TEXT PROVIDED »
December 16 2011 issue


The Federal Court’s top judge says his court is scrutinizing the validity of a new academic study that casts doubt on whether the court’s judges are always deciding refugee cases on their merits.

A soon-to-be published statistical review of 23,047 refugee cases decided by the Federal Court from 2005 through 2010 discloses large divergence among individual judges in how often they grant leave to appeal to refugee claimants who have been turned down by the Immigration and Refugee Board (IRB), says its author, Osgoode Hall law professor Sean Rehaag.

“Some judges, Justice [Paul] Crampton for example, granted leave in less than two per cent of applications to judicially review refugee decisions…and then other judges, like Justice [Douglas] Campbell, granted leave in over 60 per cent of cases,” Rehaag said.

For most of the judges, Rehaag examined hundreds of decisions. He said some differences in their leave-grant rates were to be expected, but not the “massive difference” he found.

“As a legal scholar looking at this, I’m really troubled,” Rehaag said in an interview. “There’s a whole range of grant rates across judges, which to me just suggests that there isn’t a consistent practice in terms of how strong a case has to be in order to obtain leave — ​and that’s a concern because we are talking about a process where you don’t get reasons when leave is denied…[and] there is no appeal.

“When you look at that kind of variability, and you are the applicant — ​or you are counsel for an applicant — ​you just have to wonder what causes that variability, and are decisions being made on the merits? Or is it really about which judge decides the case?”

Rehaag’s study is being closely examined by the court.

“If professor Rehaag’s statistical study is found to be accurate, based on a large sample and sound methodology, it warrants consideration,” the court’s acting chief justice, Justice Simon Noel, said.

In a written statement, Justice Noel said court representatives will meet with Rehaag next month to review his methodology and results. Judges will also meet with representatives of the immigration and refugee law Bar in January.

“After full consideration of the matter, the court will consider what response is appropriate,” the acting chief justice said.

He noted the court has conducted numerous internal education programs on immigration and refugee law. In 2012 it will hold a previously scheduled program “directly related to applications for leave,” Justice Noel said.

Toronto immigration and refugee law specialist Lorne Waldman called on the court to take action. He said he has experienced cases where very meritorious leave applications were denied by the court.

“The fact that there has been such a large discrepancy in the leave grant rates of the different judges, taken over such a long period, can only lead to the conclusion that the different judges are applying very different standards when deciding leaves,” Waldman said.

“Why should a refugee get leave if it is decided by one judge, and have leave denied if another one looks at it?” he asked. “This gives the impression of arbitrariness and will undermine public confidence in the fairness of the judicial process.”

He added “it is very important that the court takes action to rectify this situation, and restore public confidence. The court should engage in a consultative process to determine how best to proceed.”

STATED GOAL »
Please extract, word for word, the passage of the article above on the refugee-case study that runs between "Rehaag’s study is" and "Simon Noel, said.", inclusive.

Source records

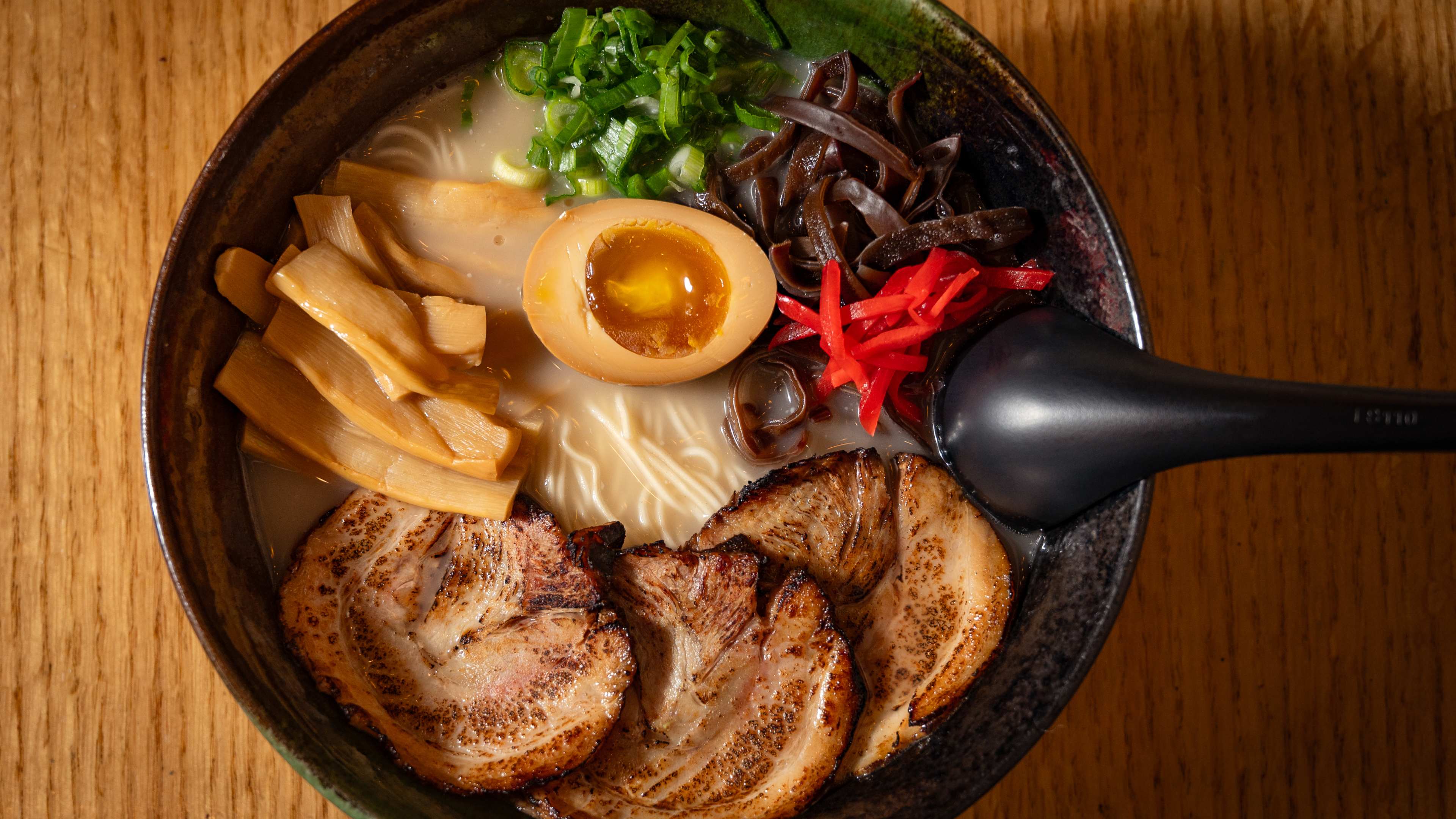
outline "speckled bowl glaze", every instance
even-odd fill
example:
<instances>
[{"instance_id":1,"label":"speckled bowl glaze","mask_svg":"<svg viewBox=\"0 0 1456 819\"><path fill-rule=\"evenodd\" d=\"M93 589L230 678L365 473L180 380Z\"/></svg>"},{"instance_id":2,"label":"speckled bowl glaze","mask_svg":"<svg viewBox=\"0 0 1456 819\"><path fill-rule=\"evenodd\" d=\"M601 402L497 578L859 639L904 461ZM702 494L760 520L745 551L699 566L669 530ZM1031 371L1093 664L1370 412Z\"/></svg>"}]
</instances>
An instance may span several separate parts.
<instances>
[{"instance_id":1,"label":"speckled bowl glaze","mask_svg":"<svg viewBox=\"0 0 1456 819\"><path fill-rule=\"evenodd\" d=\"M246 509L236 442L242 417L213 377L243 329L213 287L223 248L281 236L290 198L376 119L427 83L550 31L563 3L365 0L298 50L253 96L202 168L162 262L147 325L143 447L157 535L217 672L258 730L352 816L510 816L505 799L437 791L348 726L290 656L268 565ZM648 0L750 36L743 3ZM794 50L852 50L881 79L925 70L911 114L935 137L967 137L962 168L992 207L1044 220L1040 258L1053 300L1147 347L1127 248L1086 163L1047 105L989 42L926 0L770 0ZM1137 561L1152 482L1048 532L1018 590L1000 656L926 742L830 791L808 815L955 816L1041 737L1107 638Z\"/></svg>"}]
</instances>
...
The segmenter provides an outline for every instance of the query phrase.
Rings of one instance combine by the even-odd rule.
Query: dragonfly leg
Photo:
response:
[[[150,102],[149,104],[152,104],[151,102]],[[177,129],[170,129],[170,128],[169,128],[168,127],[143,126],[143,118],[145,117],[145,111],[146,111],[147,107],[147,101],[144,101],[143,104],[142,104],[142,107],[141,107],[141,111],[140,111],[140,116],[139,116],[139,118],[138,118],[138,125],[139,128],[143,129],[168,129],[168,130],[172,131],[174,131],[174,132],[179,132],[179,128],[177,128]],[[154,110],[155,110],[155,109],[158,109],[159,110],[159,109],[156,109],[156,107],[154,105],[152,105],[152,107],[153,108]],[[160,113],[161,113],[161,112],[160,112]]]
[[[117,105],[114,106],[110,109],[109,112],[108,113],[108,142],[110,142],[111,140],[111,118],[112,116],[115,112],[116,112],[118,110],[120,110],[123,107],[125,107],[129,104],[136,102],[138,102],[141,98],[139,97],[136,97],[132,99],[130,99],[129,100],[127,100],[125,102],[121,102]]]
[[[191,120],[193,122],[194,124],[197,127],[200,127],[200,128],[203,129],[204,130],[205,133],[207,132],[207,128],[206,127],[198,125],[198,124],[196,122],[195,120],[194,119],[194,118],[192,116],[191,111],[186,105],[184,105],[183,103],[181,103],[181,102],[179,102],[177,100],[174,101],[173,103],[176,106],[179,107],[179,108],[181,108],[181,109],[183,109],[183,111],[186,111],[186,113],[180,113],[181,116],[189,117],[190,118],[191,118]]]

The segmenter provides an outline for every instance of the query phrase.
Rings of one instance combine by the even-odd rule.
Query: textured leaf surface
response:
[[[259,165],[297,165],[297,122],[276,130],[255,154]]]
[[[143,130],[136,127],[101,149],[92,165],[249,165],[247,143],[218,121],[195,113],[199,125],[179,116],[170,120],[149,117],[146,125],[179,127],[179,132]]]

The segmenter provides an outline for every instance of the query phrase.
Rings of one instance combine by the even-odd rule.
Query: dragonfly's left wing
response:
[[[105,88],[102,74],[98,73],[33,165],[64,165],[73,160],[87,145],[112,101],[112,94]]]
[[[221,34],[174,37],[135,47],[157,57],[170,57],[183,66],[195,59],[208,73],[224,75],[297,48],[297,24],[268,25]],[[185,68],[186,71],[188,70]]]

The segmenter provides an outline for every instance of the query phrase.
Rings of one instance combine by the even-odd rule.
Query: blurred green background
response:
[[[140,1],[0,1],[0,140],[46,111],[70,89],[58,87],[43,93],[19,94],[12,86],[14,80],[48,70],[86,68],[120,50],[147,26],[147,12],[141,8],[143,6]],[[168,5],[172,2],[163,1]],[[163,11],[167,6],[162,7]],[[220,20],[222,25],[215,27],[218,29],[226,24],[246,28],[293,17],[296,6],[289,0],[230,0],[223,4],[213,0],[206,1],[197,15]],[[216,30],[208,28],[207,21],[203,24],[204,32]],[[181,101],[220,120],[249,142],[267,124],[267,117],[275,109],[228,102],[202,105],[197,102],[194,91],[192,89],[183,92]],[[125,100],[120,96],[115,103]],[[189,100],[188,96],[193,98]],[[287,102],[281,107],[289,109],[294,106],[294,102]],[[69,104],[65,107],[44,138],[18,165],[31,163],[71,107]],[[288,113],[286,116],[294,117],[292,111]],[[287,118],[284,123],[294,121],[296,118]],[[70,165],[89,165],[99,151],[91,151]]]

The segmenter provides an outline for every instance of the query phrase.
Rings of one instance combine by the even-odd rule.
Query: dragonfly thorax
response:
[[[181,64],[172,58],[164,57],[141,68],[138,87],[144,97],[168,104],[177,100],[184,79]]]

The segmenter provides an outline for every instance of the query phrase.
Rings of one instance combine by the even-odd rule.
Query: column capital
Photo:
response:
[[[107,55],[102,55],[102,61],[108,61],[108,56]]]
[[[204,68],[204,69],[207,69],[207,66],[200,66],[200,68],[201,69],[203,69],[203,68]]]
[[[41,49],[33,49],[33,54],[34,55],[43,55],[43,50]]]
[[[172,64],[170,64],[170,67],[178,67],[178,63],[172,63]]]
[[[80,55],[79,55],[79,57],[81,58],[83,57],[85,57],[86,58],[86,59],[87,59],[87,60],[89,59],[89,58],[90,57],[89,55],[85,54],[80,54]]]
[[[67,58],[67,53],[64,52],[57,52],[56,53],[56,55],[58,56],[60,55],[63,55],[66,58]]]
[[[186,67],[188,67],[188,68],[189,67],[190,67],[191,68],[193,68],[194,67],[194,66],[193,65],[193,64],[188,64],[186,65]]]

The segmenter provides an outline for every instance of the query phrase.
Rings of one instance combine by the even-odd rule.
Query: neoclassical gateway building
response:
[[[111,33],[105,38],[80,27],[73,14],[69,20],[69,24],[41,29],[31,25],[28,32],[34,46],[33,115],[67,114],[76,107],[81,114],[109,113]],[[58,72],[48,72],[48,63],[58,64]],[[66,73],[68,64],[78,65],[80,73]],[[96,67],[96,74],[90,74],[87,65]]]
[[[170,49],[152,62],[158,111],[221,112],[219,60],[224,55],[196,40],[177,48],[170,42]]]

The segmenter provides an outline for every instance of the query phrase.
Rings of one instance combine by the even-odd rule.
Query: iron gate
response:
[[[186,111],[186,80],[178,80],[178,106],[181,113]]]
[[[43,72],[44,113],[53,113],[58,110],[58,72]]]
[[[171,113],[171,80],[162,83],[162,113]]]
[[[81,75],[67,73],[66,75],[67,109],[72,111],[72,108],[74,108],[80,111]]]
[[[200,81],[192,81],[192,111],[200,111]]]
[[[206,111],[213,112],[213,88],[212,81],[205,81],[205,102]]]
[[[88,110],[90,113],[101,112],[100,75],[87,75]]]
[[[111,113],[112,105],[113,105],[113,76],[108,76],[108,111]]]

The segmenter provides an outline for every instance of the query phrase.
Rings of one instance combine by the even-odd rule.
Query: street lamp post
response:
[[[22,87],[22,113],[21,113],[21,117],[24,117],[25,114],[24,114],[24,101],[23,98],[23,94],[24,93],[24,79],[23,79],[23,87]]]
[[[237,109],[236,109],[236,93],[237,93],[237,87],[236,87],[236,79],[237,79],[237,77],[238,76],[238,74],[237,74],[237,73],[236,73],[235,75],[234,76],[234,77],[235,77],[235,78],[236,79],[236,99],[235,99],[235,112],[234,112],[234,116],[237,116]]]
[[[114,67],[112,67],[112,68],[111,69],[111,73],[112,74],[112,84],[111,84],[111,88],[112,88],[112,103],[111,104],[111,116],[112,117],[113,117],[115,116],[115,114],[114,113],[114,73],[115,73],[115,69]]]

ANSWER TO THIS TASK »
Rehaag’s study is being closely examined by the court.

“If professor Rehaag’s statistical study is found to be accurate, based on a large sample and sound methodology, it warrants consideration,” the court’s acting chief justice, Justice Simon Noel, said.